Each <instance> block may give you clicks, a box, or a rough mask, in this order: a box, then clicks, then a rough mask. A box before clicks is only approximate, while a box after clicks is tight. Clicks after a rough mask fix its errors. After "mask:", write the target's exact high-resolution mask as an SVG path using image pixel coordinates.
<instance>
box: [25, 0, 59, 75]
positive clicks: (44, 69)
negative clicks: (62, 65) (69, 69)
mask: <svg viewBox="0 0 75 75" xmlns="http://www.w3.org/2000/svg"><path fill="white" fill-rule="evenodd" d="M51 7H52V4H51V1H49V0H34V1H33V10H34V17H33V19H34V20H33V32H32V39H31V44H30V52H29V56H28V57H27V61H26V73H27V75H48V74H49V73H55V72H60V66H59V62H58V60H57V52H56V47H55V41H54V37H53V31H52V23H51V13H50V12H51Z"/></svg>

========================================

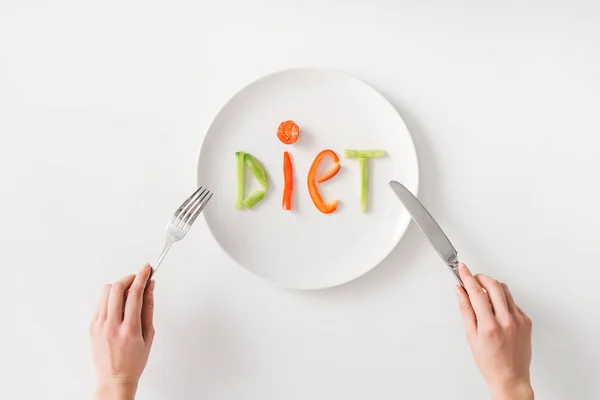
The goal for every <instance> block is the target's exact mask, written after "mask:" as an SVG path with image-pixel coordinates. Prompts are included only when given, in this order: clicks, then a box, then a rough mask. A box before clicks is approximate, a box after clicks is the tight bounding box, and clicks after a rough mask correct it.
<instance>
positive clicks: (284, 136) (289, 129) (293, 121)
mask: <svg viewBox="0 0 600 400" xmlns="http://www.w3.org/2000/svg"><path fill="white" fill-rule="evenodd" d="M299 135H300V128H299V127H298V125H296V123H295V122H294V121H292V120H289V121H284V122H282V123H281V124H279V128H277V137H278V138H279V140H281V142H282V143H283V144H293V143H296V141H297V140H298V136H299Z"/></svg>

========================================

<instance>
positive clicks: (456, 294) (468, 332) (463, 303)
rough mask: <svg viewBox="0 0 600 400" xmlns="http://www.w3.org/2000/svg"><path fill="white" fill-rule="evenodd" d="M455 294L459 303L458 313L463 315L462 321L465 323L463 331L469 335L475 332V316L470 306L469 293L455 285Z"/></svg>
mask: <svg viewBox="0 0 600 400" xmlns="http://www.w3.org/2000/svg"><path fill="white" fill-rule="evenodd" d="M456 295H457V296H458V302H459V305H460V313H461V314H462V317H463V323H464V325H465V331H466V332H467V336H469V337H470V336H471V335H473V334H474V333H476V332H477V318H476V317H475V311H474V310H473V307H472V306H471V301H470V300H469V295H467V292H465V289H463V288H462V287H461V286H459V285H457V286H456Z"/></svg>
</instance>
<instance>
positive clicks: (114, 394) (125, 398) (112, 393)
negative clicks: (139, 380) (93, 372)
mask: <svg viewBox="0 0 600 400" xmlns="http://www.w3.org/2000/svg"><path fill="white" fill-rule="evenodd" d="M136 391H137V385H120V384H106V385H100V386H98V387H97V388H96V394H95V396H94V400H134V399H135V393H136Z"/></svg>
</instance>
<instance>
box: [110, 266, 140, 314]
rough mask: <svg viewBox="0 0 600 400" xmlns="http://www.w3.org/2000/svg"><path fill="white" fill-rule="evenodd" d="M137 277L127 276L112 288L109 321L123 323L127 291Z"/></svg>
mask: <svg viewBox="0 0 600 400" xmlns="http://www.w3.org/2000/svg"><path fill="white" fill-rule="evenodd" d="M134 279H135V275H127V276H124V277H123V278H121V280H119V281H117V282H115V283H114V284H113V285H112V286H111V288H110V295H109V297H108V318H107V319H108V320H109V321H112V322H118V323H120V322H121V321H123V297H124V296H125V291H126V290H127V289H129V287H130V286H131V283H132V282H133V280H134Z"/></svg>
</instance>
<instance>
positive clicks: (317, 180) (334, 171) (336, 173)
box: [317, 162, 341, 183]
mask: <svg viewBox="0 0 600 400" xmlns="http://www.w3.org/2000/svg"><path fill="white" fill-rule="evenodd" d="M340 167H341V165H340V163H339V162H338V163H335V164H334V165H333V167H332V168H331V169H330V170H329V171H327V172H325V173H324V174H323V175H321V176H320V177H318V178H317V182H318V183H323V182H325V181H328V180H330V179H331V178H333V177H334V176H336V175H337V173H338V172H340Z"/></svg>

========================================

● **Exercise instructions**
Pull out every line of the entries above that contains the string "before", matching case exactly.

● **Solution to the problem**
Each <instance> block may give you clicks, a box, or a rough mask, in this order: a box, then clicks, then a rough mask. A box before clicks is only approximate, while a box after clicks is tight. Clicks after a rough mask fix its errors. After "mask:", write the target's exact high-resolution mask as an SVG path using image pixel coordinates.
The goal for every <instance> block is the target's exact mask, written after "mask:" as an SVG path with image-pixel coordinates. Prompts are included only when given, in this order: clicks, then a box, then a rough mask. A box before clicks is approximate, a box after clicks is the tight bounding box, and clicks after a rough mask correct it.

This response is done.